> **ABOUT THIS TASK**:
Print the data that follows again, keeping every line exact.

Content starts

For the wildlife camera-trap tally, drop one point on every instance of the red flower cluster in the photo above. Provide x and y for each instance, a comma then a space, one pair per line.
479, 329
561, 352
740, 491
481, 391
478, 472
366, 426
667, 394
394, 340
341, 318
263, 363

Content ends

> **EXPECTED ANSWER**:
For the wildlife camera-trap tally, drop one point on every instance of the red flower cluster in the photo above. Provide x and y for each instance, a comma then a space, one pair per line.
479, 329
561, 352
740, 491
481, 391
478, 472
366, 426
667, 394
394, 340
341, 318
263, 363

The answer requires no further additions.